**Try it:** Tally the lines of the records that contain the string "below", then give the total and nothing more.

**Record excerpts:**
====

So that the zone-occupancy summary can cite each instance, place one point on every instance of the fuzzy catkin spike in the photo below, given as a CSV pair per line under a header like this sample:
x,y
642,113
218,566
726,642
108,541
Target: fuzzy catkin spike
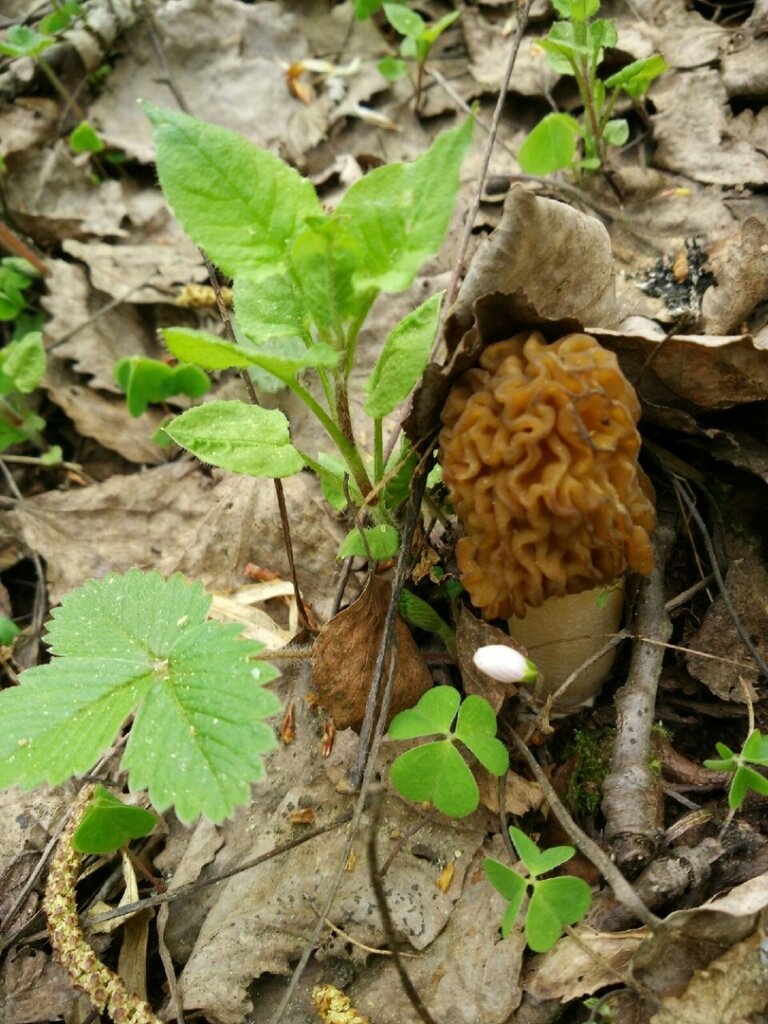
x,y
105,989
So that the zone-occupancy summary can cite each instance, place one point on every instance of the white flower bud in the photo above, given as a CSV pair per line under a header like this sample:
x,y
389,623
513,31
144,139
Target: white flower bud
x,y
505,664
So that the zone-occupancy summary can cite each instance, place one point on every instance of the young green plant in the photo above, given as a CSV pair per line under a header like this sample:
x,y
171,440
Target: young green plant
x,y
304,281
755,752
553,903
436,771
574,46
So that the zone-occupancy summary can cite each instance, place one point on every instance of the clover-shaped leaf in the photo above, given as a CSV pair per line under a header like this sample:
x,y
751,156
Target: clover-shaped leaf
x,y
436,771
109,823
139,645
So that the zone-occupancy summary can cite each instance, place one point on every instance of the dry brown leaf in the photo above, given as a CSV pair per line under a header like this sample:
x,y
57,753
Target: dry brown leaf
x,y
345,652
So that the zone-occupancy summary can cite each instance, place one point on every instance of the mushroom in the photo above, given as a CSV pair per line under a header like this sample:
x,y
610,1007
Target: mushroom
x,y
539,452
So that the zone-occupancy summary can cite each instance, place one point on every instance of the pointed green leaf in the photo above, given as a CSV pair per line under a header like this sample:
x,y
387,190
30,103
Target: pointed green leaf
x,y
240,437
433,714
476,729
241,204
402,359
109,823
551,145
397,215
138,643
270,307
438,773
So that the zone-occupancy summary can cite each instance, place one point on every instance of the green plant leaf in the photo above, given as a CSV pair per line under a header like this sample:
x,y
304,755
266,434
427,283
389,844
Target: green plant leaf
x,y
147,381
392,69
23,364
476,729
84,138
636,77
418,612
20,41
407,22
555,902
433,715
438,773
324,261
270,307
383,542
241,204
551,145
398,214
616,131
138,643
239,437
8,631
402,358
109,823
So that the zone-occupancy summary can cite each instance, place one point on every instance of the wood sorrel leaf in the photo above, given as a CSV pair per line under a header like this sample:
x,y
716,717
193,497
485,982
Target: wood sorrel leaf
x,y
402,359
241,204
138,643
240,437
436,772
270,307
109,823
397,215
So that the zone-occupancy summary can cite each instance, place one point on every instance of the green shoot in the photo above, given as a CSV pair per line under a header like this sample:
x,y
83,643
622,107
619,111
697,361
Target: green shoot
x,y
108,823
576,45
554,903
755,752
436,771
138,647
147,381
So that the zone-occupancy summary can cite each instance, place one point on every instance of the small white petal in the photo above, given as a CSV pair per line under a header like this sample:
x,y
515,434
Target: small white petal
x,y
504,664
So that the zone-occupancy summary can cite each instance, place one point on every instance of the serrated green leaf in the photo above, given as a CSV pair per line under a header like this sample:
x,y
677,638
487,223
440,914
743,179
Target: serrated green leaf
x,y
398,214
138,643
383,542
551,145
402,358
23,365
239,437
438,773
241,204
109,823
270,307
433,714
476,729
407,22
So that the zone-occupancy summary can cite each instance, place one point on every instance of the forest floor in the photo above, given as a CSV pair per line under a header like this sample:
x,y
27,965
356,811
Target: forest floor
x,y
684,305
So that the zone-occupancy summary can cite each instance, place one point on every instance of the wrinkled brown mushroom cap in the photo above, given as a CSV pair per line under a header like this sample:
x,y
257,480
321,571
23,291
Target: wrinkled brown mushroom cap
x,y
539,452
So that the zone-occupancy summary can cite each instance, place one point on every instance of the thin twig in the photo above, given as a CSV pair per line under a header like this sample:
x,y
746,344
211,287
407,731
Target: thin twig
x,y
386,919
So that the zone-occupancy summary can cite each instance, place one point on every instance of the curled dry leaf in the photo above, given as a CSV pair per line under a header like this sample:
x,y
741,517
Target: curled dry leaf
x,y
345,653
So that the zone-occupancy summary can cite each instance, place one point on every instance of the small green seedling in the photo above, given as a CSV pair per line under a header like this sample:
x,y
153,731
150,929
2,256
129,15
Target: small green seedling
x,y
138,646
148,381
304,282
574,45
755,752
108,823
437,771
554,903
419,37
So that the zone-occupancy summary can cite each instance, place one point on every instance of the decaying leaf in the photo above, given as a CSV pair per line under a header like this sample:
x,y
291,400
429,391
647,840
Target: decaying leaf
x,y
345,652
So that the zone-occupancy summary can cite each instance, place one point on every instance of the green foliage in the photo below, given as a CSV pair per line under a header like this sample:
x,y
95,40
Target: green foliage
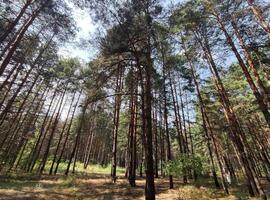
x,y
183,164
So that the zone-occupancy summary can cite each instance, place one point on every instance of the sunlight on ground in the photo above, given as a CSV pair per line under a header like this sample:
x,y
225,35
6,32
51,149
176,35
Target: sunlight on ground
x,y
97,185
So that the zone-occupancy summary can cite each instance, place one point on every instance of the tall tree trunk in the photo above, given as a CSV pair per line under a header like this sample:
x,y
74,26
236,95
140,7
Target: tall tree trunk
x,y
12,25
117,108
235,131
57,117
77,137
67,134
259,98
258,14
62,133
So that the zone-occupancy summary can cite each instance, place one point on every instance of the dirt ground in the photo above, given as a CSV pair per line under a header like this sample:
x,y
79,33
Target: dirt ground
x,y
82,187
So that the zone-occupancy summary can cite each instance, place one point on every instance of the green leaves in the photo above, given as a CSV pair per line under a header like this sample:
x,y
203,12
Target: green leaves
x,y
184,164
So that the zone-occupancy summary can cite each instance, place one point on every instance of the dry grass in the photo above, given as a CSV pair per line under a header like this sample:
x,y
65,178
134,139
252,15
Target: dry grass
x,y
98,186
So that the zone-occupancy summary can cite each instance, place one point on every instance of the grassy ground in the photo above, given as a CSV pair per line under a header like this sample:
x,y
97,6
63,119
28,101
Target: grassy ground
x,y
96,184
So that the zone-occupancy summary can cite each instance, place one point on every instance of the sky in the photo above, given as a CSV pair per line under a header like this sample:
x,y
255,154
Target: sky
x,y
86,28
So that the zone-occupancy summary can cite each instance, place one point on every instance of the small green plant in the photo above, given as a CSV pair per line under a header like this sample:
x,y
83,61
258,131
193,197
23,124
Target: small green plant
x,y
183,164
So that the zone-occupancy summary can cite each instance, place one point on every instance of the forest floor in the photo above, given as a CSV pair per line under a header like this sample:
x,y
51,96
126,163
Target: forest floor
x,y
99,186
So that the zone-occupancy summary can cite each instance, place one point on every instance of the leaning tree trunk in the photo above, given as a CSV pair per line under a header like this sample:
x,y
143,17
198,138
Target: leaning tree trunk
x,y
258,14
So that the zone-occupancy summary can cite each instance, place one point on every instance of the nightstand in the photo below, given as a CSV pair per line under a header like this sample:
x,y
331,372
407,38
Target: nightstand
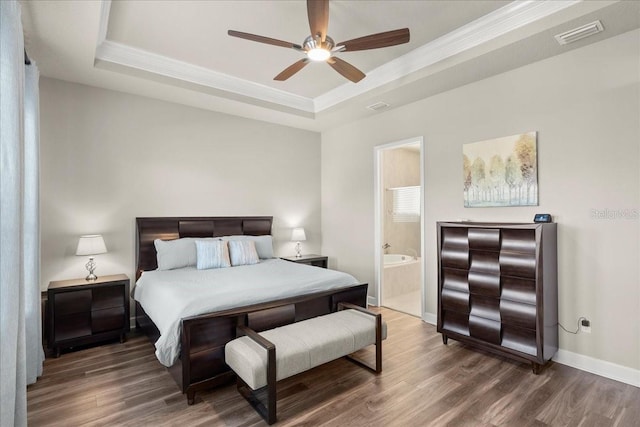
x,y
81,312
315,260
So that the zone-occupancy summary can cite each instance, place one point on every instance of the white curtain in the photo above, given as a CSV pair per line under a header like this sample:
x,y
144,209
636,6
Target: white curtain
x,y
21,352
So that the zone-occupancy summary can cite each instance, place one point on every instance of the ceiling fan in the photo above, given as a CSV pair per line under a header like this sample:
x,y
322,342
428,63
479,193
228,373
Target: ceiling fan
x,y
320,47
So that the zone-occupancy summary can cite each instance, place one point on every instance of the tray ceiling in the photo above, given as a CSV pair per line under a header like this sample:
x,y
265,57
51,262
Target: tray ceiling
x,y
180,51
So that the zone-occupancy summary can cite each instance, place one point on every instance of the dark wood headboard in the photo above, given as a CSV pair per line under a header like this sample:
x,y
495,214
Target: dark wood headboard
x,y
168,228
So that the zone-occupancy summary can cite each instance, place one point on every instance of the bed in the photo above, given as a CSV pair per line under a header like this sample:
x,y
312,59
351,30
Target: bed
x,y
198,363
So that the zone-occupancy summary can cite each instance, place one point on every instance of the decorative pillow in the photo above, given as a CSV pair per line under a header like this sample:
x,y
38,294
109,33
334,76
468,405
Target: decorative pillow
x,y
212,254
243,252
176,253
264,244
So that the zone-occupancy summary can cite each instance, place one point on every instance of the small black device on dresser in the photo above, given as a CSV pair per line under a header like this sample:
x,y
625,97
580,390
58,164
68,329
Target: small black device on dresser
x,y
540,218
83,312
314,260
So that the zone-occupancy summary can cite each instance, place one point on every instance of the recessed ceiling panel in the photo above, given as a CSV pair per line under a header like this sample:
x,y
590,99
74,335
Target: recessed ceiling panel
x,y
195,32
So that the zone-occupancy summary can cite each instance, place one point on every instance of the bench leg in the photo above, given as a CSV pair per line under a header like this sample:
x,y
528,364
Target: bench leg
x,y
378,367
266,410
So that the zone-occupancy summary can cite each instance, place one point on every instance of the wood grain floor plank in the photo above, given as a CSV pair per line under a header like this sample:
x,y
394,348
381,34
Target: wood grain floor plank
x,y
423,383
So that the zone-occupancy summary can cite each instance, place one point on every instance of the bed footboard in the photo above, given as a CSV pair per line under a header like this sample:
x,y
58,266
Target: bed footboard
x,y
204,337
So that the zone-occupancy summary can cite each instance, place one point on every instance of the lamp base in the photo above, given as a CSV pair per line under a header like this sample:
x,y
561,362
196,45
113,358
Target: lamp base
x,y
91,266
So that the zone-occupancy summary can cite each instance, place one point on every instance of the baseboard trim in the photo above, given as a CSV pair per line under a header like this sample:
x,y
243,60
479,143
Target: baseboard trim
x,y
430,318
599,367
603,368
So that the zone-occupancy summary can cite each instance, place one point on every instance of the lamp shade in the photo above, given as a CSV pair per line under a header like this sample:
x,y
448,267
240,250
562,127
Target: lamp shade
x,y
92,244
298,235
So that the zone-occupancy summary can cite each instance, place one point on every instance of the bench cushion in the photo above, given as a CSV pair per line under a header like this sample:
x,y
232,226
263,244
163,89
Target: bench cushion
x,y
303,345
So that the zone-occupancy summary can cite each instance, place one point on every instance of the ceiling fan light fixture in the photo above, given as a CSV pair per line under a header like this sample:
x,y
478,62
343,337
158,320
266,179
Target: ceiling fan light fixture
x,y
318,54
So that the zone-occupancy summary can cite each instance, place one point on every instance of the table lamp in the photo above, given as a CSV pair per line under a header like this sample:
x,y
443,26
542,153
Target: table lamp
x,y
298,235
92,244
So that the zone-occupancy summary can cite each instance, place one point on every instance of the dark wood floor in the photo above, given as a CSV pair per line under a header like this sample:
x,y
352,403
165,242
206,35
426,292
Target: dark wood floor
x,y
423,383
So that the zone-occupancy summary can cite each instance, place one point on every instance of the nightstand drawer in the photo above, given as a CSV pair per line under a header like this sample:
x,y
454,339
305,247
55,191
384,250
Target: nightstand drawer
x,y
72,326
81,312
107,320
108,297
72,302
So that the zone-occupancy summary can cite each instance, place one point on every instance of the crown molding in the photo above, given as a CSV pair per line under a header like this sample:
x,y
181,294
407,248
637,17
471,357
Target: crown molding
x,y
489,27
121,54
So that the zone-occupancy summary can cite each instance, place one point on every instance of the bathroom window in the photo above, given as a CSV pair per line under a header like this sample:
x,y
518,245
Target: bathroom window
x,y
406,204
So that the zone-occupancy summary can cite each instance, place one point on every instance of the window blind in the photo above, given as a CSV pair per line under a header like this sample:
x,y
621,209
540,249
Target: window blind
x,y
406,204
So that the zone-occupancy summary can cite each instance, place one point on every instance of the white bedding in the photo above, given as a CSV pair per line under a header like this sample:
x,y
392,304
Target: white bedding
x,y
168,296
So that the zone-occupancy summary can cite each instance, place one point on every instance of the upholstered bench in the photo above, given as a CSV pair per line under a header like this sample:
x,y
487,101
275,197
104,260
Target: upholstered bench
x,y
260,360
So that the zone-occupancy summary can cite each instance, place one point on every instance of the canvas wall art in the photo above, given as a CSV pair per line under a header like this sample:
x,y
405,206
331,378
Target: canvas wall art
x,y
501,171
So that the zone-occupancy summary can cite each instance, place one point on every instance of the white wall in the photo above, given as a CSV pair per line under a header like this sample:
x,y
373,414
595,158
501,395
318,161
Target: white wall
x,y
108,157
585,106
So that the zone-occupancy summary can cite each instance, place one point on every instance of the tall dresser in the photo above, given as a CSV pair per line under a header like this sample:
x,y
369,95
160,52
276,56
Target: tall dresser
x,y
497,288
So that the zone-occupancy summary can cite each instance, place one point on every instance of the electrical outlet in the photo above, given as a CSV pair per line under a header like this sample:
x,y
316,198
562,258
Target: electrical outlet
x,y
585,326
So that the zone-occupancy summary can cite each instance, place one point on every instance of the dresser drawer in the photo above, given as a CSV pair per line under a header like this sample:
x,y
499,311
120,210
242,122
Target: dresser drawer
x,y
72,326
110,297
72,302
107,320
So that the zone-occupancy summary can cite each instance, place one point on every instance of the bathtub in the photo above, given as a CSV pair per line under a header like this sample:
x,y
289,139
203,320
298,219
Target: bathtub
x,y
401,279
395,259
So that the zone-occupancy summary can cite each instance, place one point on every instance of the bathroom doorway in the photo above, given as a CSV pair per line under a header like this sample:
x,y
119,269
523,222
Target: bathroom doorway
x,y
399,226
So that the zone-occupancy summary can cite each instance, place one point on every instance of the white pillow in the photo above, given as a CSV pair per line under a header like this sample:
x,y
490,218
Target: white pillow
x,y
176,253
212,254
264,244
243,252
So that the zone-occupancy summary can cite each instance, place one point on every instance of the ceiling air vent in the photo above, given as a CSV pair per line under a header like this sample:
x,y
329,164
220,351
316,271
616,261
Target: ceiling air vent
x,y
579,33
378,106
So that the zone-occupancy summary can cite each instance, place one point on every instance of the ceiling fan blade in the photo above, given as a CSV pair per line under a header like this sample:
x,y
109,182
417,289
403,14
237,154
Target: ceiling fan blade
x,y
346,69
375,41
262,39
292,69
318,13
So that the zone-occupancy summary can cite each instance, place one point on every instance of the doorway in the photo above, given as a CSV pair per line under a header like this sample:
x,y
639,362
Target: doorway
x,y
399,195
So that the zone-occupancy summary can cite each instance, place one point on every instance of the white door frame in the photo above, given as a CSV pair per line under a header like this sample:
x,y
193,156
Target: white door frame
x,y
378,215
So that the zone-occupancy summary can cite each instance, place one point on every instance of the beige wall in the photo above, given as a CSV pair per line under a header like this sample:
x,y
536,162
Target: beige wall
x,y
107,157
585,106
400,168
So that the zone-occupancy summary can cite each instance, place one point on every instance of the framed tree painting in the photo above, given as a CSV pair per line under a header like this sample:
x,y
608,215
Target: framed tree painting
x,y
501,171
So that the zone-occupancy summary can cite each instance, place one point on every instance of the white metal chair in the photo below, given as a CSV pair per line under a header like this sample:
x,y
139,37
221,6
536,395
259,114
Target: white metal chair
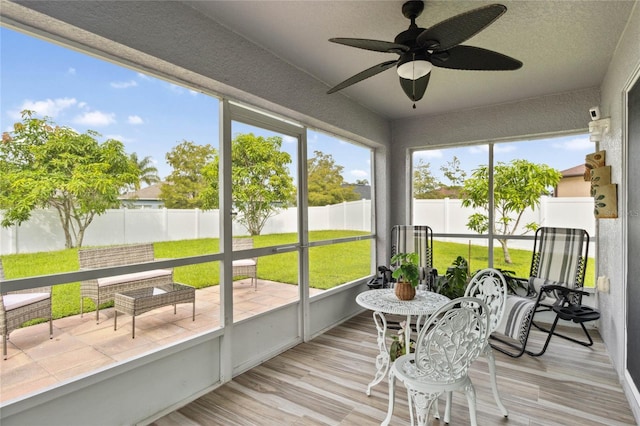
x,y
489,286
447,345
17,307
245,267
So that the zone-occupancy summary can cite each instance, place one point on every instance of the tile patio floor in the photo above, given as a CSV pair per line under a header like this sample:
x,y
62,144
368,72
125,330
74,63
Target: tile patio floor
x,y
79,345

====

**Answer to the exercise:** 4